[ESTRATTO DEL TESTO]

Il Sole 24 Ore, 20 dicembre 2021
Meno iscrizione all’università
Le immatricolazioni all’università rallentano: a dicembre si registra un calo del 3,4% rispetto allo stesso periodo del 2020. A dirlo sono le prime rilevazioni dell’Anagrafe nazionale studenti. Dati provvisori, visto che le iscrizioni sono ancora aperte, ma comunque indicativi di una tendenza in atto che deve far riflettere, considerando il penultimo posto dell’Italia nella classifica Ue dei laureati nella fascia 30-34 anni. A renderla meno amara ci pensa la contestuale (e positiva) ripresa delle adesioni alle facoltà scientifiche. Anche tra le ragazze.
Iscrizioni in calo
Il secondo anno accademico dell’era Covid non lascia ben sperare. Mentre nel 2020/21, nonostante i timori della vigilia, le matricole erano risultate in crescita rispetto al pre-pandemia (+14mila sul 2019/20) stavolta sta andando diversamente. Nel giro di 12 mesi si è passati da 312.388 a 301.776 iscritti a un corso triennale o a ciclo unic (-3,4). Un peggioramento che accomuna tutta la Penisola ed è trasversale al genere. Tant’è che la diminuzione maggiore si registra, sia per gli uomini che per le donne (rispettivamente -6,96 e 7,45%), nelle Isole mentre quello minore lo si trova in entrambi i casi al Nord (-1,43% tra i ragazzi, -2,17% tra le ragazze).
Salgono le facoltà scientifiche
In attesa di capire se le statistiche successive sulle immatricolazioni confermeranno o smentiranno il trend appena descritto c’è un altro aspetto che merita di essere evidenziato. Ed è il recupero in atto nelle iscrizioni ai corsi scientifici rispetto al ritardo che ci caratterizza da anni e che, giocoforza, finisce per abbattersi sul numero e sull’appeal sul mercato del lavoro dei nostri laureati. In primis nelle materie Stem (Science, Technology, Engineering and Mathematics).
La situazione di partenza è quella fotografata dall’Istat nel rapporti annuale di agosto. Con il suo 15,5 per mille di individui di 20-29 anni di laureati Stem l’Italia si colloca sotto la media europea di 4,1 punti per mille nel 2018 (ultimo dato disponibile). A debita distanza dai nostri competitor diretti come Francia (26,6 per mille), Regno Unito (25,2 per mille) o Spagna (21,5 per mille). Con un tema di genere che non va sottovalutato perché è vero che da noi il gender gap nelle Stem è più contenuto che altrove, ma negli ultimi anni stava crescendo.
Ecco perché ogni inversione di tendenza su questo fronte è di per sé una buona notizia. Come quella che arriva dalle scelte delle matricole divise per gruppo disciplinare. Basta guardare il grafico qui accanto. Se ci eccettuano le displipline medico-farmacutiche gli unici (o quasi) aumenti di immatricolati al primo anno compaiono proprio in due aree Stem: da un lato, Informatica e Tecnologie Ict, che registrano un + 5% tra gli uomini e addirittura +15% tra le donne; dall’altro, Architettura e Ingegneria civile che crescono del 5% tra i primi e del 4% tra le seconde. A cui si aggiungono un altro paio di segni più che riportiamo per dovere di cronaca. E cioè la crescita del 5% della componente femminile che ha scelto Giurisprudenza e di quel 2% in più di aspiranti psicologi.

[/ESTRATTO DEL TESTO]
[VOCI DEL DATASET]

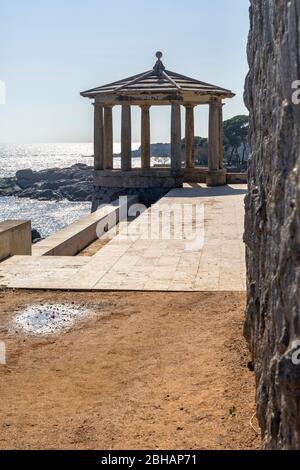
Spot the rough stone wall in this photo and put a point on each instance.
(272, 231)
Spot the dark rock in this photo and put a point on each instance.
(74, 183)
(272, 224)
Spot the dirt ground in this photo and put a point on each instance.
(147, 371)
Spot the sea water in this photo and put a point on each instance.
(46, 216)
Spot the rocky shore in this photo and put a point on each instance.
(74, 183)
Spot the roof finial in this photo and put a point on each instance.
(159, 66)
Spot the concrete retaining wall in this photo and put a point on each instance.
(15, 238)
(77, 236)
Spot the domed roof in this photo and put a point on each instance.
(158, 81)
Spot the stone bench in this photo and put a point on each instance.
(15, 238)
(77, 236)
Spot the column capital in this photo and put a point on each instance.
(189, 105)
(145, 106)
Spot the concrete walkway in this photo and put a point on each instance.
(191, 240)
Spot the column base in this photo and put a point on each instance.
(216, 178)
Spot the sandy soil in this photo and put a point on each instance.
(147, 371)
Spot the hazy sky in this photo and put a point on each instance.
(50, 50)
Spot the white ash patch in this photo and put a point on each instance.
(47, 319)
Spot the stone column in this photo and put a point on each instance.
(221, 149)
(145, 137)
(108, 138)
(126, 138)
(189, 136)
(98, 137)
(176, 140)
(216, 176)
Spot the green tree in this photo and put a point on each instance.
(235, 139)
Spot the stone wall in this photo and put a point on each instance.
(272, 231)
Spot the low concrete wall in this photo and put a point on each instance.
(15, 238)
(157, 178)
(199, 175)
(77, 236)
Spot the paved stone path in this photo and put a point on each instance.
(200, 249)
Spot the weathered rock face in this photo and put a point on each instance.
(272, 232)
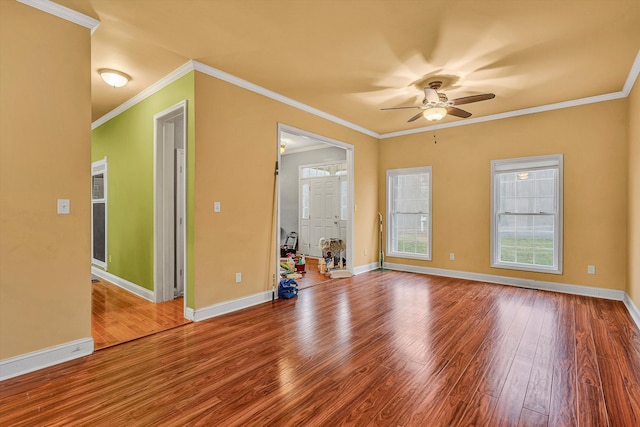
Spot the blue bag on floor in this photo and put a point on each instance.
(288, 288)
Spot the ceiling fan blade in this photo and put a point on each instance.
(416, 117)
(458, 112)
(472, 98)
(400, 108)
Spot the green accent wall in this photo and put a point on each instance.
(127, 142)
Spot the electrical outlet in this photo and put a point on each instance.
(64, 207)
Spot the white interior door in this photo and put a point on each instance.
(321, 217)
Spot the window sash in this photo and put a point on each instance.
(408, 213)
(527, 220)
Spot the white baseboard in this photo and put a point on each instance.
(124, 284)
(227, 306)
(364, 268)
(633, 310)
(514, 281)
(29, 362)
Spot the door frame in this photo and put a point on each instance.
(350, 190)
(338, 189)
(100, 167)
(163, 212)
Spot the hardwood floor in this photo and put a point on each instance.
(381, 348)
(312, 277)
(119, 316)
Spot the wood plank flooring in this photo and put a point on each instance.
(312, 277)
(119, 316)
(381, 348)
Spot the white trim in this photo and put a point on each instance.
(100, 167)
(514, 281)
(303, 149)
(225, 307)
(633, 310)
(124, 284)
(365, 268)
(509, 114)
(219, 74)
(229, 78)
(633, 75)
(390, 175)
(552, 161)
(40, 359)
(157, 86)
(163, 198)
(63, 12)
(351, 183)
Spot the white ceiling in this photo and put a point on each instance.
(350, 58)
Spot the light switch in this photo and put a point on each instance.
(64, 207)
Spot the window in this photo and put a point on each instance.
(409, 213)
(99, 213)
(526, 211)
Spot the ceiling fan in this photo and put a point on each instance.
(436, 105)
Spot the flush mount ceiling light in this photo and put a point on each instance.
(114, 78)
(435, 113)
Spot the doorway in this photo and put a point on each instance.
(170, 190)
(315, 195)
(322, 211)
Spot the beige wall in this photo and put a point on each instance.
(45, 114)
(593, 139)
(633, 288)
(235, 154)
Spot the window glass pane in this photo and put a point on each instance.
(409, 222)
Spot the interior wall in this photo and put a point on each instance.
(236, 155)
(633, 288)
(289, 175)
(593, 139)
(45, 123)
(127, 141)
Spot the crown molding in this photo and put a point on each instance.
(633, 75)
(63, 12)
(160, 84)
(229, 78)
(626, 89)
(508, 114)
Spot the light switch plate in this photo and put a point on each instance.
(64, 206)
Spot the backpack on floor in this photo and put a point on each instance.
(288, 288)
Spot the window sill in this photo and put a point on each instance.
(522, 267)
(409, 256)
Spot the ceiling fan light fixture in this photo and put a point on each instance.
(435, 113)
(114, 78)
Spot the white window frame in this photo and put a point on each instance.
(524, 164)
(392, 173)
(97, 168)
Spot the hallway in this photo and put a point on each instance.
(119, 316)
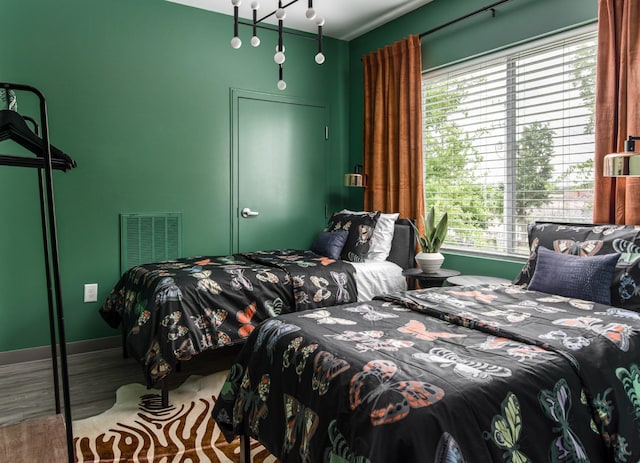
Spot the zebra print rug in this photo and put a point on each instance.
(137, 430)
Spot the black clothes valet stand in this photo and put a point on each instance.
(47, 158)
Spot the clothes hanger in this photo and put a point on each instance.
(14, 127)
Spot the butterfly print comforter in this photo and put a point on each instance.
(171, 311)
(453, 374)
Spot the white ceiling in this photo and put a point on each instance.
(344, 19)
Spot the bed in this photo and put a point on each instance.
(171, 311)
(545, 369)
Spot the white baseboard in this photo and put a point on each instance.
(44, 352)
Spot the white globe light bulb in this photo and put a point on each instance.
(279, 57)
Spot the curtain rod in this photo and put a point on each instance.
(435, 29)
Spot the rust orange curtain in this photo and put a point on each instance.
(617, 200)
(392, 156)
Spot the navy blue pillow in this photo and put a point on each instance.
(330, 244)
(581, 277)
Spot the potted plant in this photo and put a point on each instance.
(431, 240)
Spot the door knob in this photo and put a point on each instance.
(246, 212)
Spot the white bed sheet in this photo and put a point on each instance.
(376, 278)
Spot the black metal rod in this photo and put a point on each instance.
(274, 11)
(235, 21)
(284, 31)
(481, 10)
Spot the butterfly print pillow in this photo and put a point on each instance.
(591, 240)
(360, 227)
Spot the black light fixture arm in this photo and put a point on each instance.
(630, 144)
(280, 15)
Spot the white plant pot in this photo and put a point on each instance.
(429, 262)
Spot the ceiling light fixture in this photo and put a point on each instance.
(625, 164)
(280, 14)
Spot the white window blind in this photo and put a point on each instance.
(509, 139)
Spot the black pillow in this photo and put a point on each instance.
(330, 244)
(591, 240)
(360, 227)
(582, 277)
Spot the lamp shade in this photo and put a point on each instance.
(354, 180)
(624, 164)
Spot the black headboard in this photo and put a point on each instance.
(403, 246)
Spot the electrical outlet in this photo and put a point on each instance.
(91, 292)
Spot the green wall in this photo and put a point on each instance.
(514, 22)
(138, 93)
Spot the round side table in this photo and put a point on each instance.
(470, 280)
(427, 280)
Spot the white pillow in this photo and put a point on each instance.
(382, 236)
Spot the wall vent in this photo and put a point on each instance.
(146, 238)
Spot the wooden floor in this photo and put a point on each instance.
(28, 392)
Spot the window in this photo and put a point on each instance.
(509, 139)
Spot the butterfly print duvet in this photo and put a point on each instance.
(171, 311)
(478, 374)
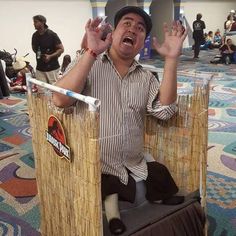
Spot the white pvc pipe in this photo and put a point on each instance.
(93, 103)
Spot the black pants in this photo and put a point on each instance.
(197, 46)
(159, 184)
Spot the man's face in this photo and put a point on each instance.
(38, 24)
(229, 42)
(129, 36)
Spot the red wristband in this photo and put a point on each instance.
(91, 52)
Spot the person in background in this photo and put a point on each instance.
(108, 71)
(66, 61)
(48, 48)
(228, 52)
(217, 40)
(198, 34)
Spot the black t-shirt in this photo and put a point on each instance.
(225, 48)
(198, 27)
(47, 43)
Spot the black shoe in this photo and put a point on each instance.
(174, 200)
(116, 226)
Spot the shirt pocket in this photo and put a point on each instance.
(137, 96)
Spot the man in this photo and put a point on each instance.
(48, 48)
(107, 70)
(228, 52)
(198, 34)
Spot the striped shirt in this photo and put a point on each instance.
(124, 103)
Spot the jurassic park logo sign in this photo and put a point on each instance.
(56, 137)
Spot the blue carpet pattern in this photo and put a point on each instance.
(19, 206)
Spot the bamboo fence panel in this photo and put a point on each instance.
(69, 192)
(181, 142)
(70, 198)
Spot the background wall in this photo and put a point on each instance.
(66, 18)
(214, 14)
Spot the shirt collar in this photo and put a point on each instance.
(134, 65)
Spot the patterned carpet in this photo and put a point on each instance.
(19, 212)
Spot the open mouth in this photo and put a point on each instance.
(128, 41)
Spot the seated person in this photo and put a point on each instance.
(228, 52)
(228, 23)
(217, 40)
(107, 70)
(209, 42)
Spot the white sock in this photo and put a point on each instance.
(112, 207)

[/VOCI DEL DATASET]

CONSEGNA:
Secondo il testo sulle immatricolazioni universitarie, di quanto aumentano tra le donne le matricole di Informatica e Tecnologie Ict?

RISPOSTA:
Del 15%.